>>

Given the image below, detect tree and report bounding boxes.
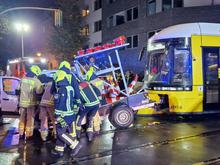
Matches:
[47,0,87,60]
[0,18,9,36]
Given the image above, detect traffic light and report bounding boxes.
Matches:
[54,9,62,27]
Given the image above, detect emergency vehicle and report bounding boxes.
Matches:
[7,56,58,78]
[0,76,20,113]
[138,22,220,116]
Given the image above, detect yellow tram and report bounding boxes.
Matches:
[138,23,220,115]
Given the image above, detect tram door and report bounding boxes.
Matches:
[203,47,220,111]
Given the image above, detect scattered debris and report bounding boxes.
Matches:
[147,121,161,126]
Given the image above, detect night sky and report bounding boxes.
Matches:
[0,0,56,69]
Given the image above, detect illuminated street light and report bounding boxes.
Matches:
[15,23,30,58]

<<

* [ACTIVITY] Lines of the material in which the word "above" occurs are to be copied out.

* [FINAL ANSWER]
Given the image above, detect traffic light and report bounding boxes.
Given the image above, detect emergency vehicle and report bounding boxes.
Given the image above, detect yellow tram and report bounding boxes.
Given the image above, detect tram door and report bounding boxes.
Given the image above, detect scattered debris and report bounding boxes.
Given the image above, detect night sky and report bounding boxes.
Given the image above, detect illuminated street light and report bounding boxes.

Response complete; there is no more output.